GIVEN TEXT.
# Preferred Owner [SVV] Offer-good or bad!!!!!



## rhstjean (Aug 18, 2013)

We received by mail and phone call an offer for 4 nights in a 1br at vistana villages for $269 or 2br for $100 more. We own at VV but in past have purchased hotel nights to round out a trip. It seems like a good price.  Not to be used in conjuction with regular timeshare use but there seems ways around that restriction. Am I missing something?  Of course, they say it is very limited offer but I don't believe that. It came with $50 or 5000SP.  I took it but can cancel


----------



## DeniseM (Aug 18, 2013)

Does it require a sales presentation?  That would be a deal killer for us!


----------



## YYJMSP (Aug 18, 2013)

rhstjean said:


> It came with $50 or 5000SP.



that sounds suspiciously like the standard timeshare tour incentive...


----------



## Bob808 (Aug 18, 2013)

We took the bait!  They gave a car rental also.  How bad can it be for $269?  

And armed with knowledge from TUG I should be armored against any sales presentation!

(Upcoming Starwood travel converting options to points: London Park Tower, Turnberry Hotel, Sheraton Edinburgh in September, Playa Conchal in Costa Rica in February)


----------



## DeniseM (Aug 18, 2013)

IMNSHO - There is no discount that is worth wasting half a day of precious vacation time, with an unpleasant, high-pressure, sales pitch.


----------



## simpsontruckdriver (Aug 18, 2013)

Actually, this can and will work. Armed with TUG information, say no to everything. Have an alarm or something go off after 2 hours. Just walk out, they can not stop you (unless they want to get sued for unlawful detention/kidnapping). Or, sign the papers immediately and leave, but have paper/pen/pre-stamped-envelope so you can rescind before the ink dries on their contract.

TS


----------



## Ken555 (Aug 18, 2013)

simpsontruckdriver said:


> Or, sign the papers immediately and leave, but have paper/pen/pre-stamped-envelope so you can rescind before the ink dries on their contract.



Have you ever done this? I think this is the most absurd advice I've seen on TUG in years.

Sent from my iPad using Tapatalk HD


----------



## Sea Six (Aug 18, 2013)

ENTRIES SHOWN.

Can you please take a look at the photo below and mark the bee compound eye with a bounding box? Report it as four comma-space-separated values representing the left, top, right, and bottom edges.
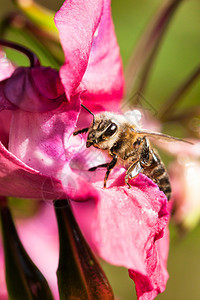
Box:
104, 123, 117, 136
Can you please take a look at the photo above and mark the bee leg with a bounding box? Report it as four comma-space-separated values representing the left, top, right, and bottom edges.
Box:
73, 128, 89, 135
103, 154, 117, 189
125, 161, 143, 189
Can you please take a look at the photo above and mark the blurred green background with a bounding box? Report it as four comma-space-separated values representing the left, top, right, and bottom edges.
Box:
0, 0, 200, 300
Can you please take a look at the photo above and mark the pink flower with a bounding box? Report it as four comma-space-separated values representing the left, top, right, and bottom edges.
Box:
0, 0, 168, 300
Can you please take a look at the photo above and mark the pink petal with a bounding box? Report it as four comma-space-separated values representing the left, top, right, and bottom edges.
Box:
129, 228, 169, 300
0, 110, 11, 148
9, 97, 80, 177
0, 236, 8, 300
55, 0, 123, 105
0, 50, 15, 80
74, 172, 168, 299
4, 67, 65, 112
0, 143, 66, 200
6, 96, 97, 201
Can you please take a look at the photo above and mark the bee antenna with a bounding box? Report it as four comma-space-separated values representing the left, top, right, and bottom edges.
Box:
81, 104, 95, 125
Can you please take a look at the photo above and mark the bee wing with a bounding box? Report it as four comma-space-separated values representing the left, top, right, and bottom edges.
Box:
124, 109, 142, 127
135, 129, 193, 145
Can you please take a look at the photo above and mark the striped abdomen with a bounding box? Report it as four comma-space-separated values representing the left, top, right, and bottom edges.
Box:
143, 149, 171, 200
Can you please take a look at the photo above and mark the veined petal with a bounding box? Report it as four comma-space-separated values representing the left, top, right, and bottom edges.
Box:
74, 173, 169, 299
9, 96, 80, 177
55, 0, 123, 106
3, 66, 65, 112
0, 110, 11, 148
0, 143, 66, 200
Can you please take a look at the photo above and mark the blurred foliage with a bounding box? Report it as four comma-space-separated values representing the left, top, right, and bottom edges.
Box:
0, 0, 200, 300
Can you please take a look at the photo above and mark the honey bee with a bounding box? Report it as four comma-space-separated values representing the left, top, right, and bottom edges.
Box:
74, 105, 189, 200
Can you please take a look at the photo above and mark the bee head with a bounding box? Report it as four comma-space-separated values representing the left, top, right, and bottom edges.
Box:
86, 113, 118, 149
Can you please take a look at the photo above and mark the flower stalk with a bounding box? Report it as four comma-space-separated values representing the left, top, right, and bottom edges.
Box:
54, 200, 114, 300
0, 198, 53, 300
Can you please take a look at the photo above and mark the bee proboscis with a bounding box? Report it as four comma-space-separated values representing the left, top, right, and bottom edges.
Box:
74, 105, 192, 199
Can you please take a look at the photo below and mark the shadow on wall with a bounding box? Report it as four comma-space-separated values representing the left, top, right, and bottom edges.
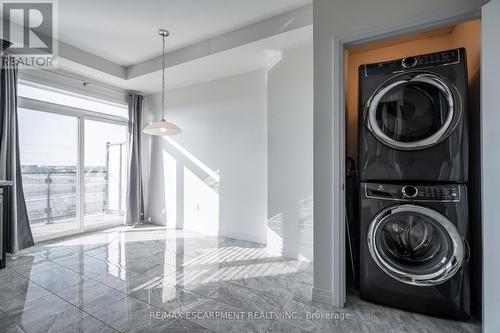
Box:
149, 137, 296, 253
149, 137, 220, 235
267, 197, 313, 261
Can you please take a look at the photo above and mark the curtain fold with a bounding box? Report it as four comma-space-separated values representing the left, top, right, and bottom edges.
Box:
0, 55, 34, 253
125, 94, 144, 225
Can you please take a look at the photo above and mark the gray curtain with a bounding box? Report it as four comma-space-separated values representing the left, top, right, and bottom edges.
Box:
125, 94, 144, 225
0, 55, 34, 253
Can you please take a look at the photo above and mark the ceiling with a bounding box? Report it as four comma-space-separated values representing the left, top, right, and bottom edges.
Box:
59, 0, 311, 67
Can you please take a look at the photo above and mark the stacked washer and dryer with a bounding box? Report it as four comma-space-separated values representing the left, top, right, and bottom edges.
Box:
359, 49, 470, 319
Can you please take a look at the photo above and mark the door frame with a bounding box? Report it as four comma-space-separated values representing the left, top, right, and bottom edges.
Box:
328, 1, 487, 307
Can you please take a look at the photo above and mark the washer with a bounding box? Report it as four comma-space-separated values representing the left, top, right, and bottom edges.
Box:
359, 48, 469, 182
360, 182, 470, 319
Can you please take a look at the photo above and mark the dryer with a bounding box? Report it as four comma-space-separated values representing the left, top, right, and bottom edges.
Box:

THE PROBLEM.
Write the next part of the forum thread about the Vistana Villages offer, picking up right after its last line. The data above is separate material and is not part of the thread about the Vistana Villages offer.

SOLVED EXERCISE.
You're only required to spend 90 minutes with them.  Be prepared, after your sales pitch, someone else will come along and try to sell you an Explorer Package.  Similar to what you're doing at this time. They want you to come back so they can work you over some more.


----------



## lizap (Aug 19, 2013)

Got this too via mail..


----------



## VacationForever (Aug 19, 2013)

simpsontruckdriver said:


> Or, sign the papers immediately and leave, but have paper/pen/pre-stamped-envelope so you can rescind before the ink dries on their contract.
> 
> TS



Not only absurd per Ken.  Signing papers is at least a 2-hr process.  That is 90 minutes plus 120 minutes if you were to purchase.  This suggestion is beyond ridiculous.  A simple "No Thank you, not today." is the fastest way out of there.


----------



## tomandrobin (Aug 19, 2013)

We have done plenty of timeshare presentations for the "extras". 

Its just a matter of just saying no, letting them no from the very begging you are not buying and are just here for the "extras", DO Not Show interest at all.....Do That and more then likely you'll be released early, so the slaes person can move on to the next mark and future Tug Member.


----------



## ScubaKat (Aug 19, 2013)

I am here on a discount weekend for an owner update at Broadway Plantation.. It was $129 for three nights and included $100 resturant gift certificate.. Came because I was curious about the resort and it was an easy drive for us.. Did tack on a couple of nights with our Wyndham points at a beach front Wyndham to extend the trip a little and a fully enjoy the beach.  

Went to the owners update yesterday and was in and out in about 30mins.. . Told the rep that Starwood locations just dont work for us since we preferred driveable locations with young kids and for trips further we woukd just rent from owners.. rep said that a owner can rent out a Harborside week for $8k and that would be what we are expected to pay... I tried not to laugh.

ETA - the resort is really nice!!  Our 4 year old spent all day at the pool yesterday.. We were placed in a 1 bedroom with a full kitchen in building 15 on the third floor.. Loved how spacious it was just wished the location was on the beach.  Our 4 year old also told the rep that it was amazing that the couch turned into her bed and when she goes places she usually gets her own bed in her own bedroom.. :rofl:  Come to think of it.. It is our first time in a 1br thanks to all the wonderful knowledge of TUG!


----------



## tfalk (Aug 19, 2013)

We went that route last year, $269 for 5 nights and included a rental car.

Sales lady was very chatty, pleasant and informative... right up until I mentioned buying resale and redweek.com...  ICE COLD after that, she couldn't move us out of her office fast enough...


----------



## gtm2011 (Aug 19, 2013)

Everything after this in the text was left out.